Hoe groot is jouw woordenschat in het Engels?

In een vorige blogpost over het gebruik van de tool Learning Languages with Netflix raakte ik het onderwerp woordenschatgrootte aan. Dit is een onderwerp dat mij al lang interesseert en intrigeert. Al vier jaar op rij meet ik in het begin van het schooljaar bij mijn leerlingen van het zesde jaar de passieve woordenschat in het Engels. Ik gebruik hiervoor de tool my.vocabularysize.com, een tool die gebaseerd is op het werk van wetenschapper Paul Nation.

Woordenschatgrootte meten?

Er zijn verschillende redenen om de woordenschatgrootte van leerlingen te meten. Onderzoek wijst (niet verrassend) op een sterke correlatie tussen woordenschatgrootte en lees- en luistervaardigheid. We weten bijvoorbeeld dat leerlingen een bijzonder hoog percentage van woorden moeten kennen voor ze een gelezen tekst zullen begrijpen. Het is dus belangrijk om een inschatting te kunnen maken van het woordenschatniveau om te kunnen differentiëren. Mijn ervaring leert me dat de verschillen in woordenschatgrootte in een zesde jaar ontzettend groot kunnen zijn.

Daarnaast zijn er steeds meer tools die het leren ondersteunen door rekening te houden met woordfrequentie en woordenschatgrootte. Mijn favoriete tool is Word Wise van Amazon Kindle dat woorden met een lagere frequentie detecteert en boven de tekst verklaringen geeft voor deze woorden. Gebruikers kunnen zelf aangeven hoeveel aanwijzingen ze willen zien.

Word wise in de Kindle e-reader app

Ook de ondertitelingstool voor Netflix maakt gebruik van woordfrequentie om taalgebruikers te ondersteunen. De tool markeert moeilijke woorden in ondertitels. Gebruikers kunnen aangeven op welk ‘level’ ze woorden willen zien:

Meten is weten

De vraag is natuurlijk hoe je als gebruiker een inschatting kunt maken van je eigen woordenschatgrootte. Voor het Engels is My Vocabulary Size dus een manier. De test bestaat uit 140 meerkeuzevragen en als je de test in de klas laat maken, moet je toch een lesuur voorzien om voldoende tijd te hebben om het nut en de werking van de tool uit te leggen. Leerlingen haken bijvoorbeeld af op woorden die ze nog nooit hebben gezien, ze dreigen hierdoor ontmoedigd te geraken. De test peilt echter naar kennis van woorden uit verschillende ‘frequentielagen’ van het Engelse lexicon en het is dus erg normaal dat ze woorden zullen tegenkomen waarmee ze niet vertrouwd zijn. Het vergt dus enig doorzettingsvermogen om de test af te leggen.

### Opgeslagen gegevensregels
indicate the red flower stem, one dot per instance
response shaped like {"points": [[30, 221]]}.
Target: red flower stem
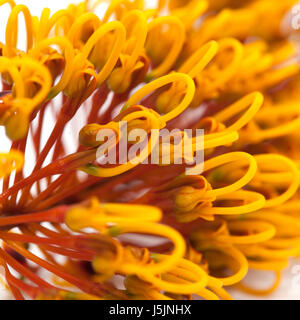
{"points": [[14, 284], [65, 193], [56, 214], [23, 270], [44, 194], [69, 163], [84, 285]]}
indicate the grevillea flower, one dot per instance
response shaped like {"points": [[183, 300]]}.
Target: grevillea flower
{"points": [[221, 66]]}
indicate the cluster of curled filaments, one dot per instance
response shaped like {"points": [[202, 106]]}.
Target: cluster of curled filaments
{"points": [[226, 67]]}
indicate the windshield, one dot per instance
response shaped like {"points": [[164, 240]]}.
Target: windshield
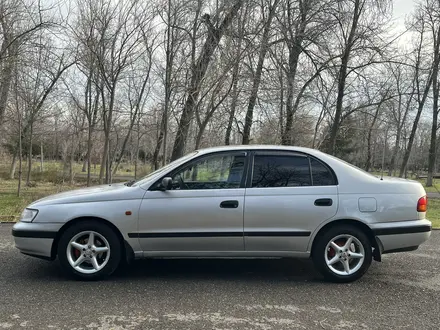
{"points": [[163, 169]]}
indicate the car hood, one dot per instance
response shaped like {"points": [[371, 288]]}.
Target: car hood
{"points": [[102, 193]]}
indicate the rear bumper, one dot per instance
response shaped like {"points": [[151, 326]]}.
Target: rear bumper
{"points": [[35, 239], [402, 235]]}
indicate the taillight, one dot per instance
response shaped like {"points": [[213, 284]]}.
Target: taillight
{"points": [[422, 204]]}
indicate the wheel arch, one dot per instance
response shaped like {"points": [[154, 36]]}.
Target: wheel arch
{"points": [[126, 248], [355, 223]]}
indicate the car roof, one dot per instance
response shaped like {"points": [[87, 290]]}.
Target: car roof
{"points": [[258, 147]]}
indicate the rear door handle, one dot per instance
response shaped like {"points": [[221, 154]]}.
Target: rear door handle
{"points": [[229, 204], [324, 202]]}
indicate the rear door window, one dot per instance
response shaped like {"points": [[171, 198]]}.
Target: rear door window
{"points": [[281, 171]]}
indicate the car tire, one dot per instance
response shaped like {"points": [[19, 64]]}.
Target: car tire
{"points": [[332, 260], [93, 260]]}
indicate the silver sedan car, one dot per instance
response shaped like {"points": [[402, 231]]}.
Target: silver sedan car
{"points": [[235, 201]]}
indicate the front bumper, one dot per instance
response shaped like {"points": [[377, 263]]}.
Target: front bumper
{"points": [[35, 238], [401, 236]]}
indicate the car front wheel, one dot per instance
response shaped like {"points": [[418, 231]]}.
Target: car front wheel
{"points": [[89, 250], [343, 254]]}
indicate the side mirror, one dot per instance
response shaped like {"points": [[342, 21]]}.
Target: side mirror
{"points": [[167, 183]]}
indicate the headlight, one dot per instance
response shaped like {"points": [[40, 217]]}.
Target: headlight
{"points": [[28, 215]]}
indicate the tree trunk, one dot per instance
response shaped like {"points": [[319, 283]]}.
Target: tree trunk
{"points": [[258, 72], [28, 176], [295, 49], [414, 130], [6, 78], [435, 94], [211, 44], [369, 142], [342, 77], [20, 157], [41, 157], [89, 154], [159, 141], [14, 162]]}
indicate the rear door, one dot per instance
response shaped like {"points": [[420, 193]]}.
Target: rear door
{"points": [[288, 195]]}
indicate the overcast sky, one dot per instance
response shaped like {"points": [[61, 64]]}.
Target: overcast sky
{"points": [[401, 9]]}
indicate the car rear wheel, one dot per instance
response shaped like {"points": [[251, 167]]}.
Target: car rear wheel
{"points": [[89, 250], [343, 254]]}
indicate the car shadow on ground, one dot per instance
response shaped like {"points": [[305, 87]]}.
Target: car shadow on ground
{"points": [[193, 269]]}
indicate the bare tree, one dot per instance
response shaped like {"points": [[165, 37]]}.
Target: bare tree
{"points": [[214, 35]]}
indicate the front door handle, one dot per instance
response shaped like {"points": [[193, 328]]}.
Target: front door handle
{"points": [[229, 204], [324, 202]]}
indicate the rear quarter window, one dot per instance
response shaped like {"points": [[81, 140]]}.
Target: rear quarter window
{"points": [[321, 174]]}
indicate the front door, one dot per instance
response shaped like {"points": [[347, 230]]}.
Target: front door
{"points": [[288, 196], [202, 212]]}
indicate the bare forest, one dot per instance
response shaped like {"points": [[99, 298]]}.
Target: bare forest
{"points": [[127, 84]]}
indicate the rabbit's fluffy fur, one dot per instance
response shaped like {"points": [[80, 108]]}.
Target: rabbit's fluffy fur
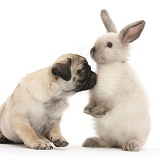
{"points": [[118, 101]]}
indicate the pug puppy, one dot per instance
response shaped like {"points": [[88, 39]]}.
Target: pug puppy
{"points": [[32, 114]]}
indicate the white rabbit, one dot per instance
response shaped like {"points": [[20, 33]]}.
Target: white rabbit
{"points": [[118, 101]]}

### WAT WORDT GEVRAAGD
- A) Neem letterlijk de regels uit de records over, beginnend bij de regel met "indicate the pug puppy, one dot per instance" en eindigend bij het einde van de records.
- B) Schrijf de tekst over woordenschatgrootte in het Engels verder, aansluitend op de laatste zin.

### RESULTATEN PER OPDRACHT
- A)
indicate the pug puppy, one dot per instance
response shaped like {"points": [[88, 39]]}.
Target: pug puppy
{"points": [[32, 114]]}
indicate the white rabbit, one dot per instance
response shaped like {"points": [[20, 33]]}.
Target: white rabbit
{"points": [[118, 101]]}

- B)
De gemakkelijkste manier om de tool te leren kennen, is de test gewoon zelf maken. Hieronder beschrijf ik je hoe je zelf een testsessie kunt maken voor een klasgroep.

Zelf aan de slag

In 5 stappen leg ik je uit hoe je voor je eigen klas een testsessie aanmaakt. Als je de test zelf eerst wil maken, ga dan naar stap 5 en gebruik de logingegevens om de test zelf te maken.

stap 1: registreren en een testsessie aanmaken

Zodra je op de website geregistreerd bent als leerkracht, kun je een groepstest aanmaken. Selecteer ‘Create a group test’ en kies dan voor ‘monolingual / English’.


stap 2: extra parameters opvragen

Voorzie velden zodat je de leerlingen kunt identificeren (naam, voornaam, klas, nummer, rolnummer, …). Je kunt deze gegevens in het begin van de test opvragen (pre) of op het einde (post). Mijn advies is om de gegevens die je nodig hebt om de leerlingen te identificeren in het begin op te vragen.


stap 3: controleer identificatievragen

Controleer of de extra vragen op de juiste plaats staan.

stap 4: een testsessie aanmaken

Kies een naam voor deze groepstest (bv. klasgroep + jaar) en kies een toegangscode. Stel in hoeveel leerlingen de test kunnen maken binnen deze sessie.


stap 5: communiceer de gegevens met de klasgroep

Met de onderstaande gegevens kun je de test hier zelf afleggen. Gebruik de toegangscode ‘test’ om te test te starten.

Na de test

Na de 140 vragen moeten de leerlingen nog enkele gegevens invullen voor ze hun resultaten krijgen. Het is belangrijk om dt op voorhand te vermelden. De gegevens worden verzameld voor wetenschappelijk onderzoek. Leerlingen kunnen ook aangeven dat ze de gegevens liever niet willen delen.

Leerlingen krijgen individueel hun resultaat te zien, maar als leerkracht kun je het resultaat van de hele groep bekijken onder ‘View results’.

Resultaten interpreteren?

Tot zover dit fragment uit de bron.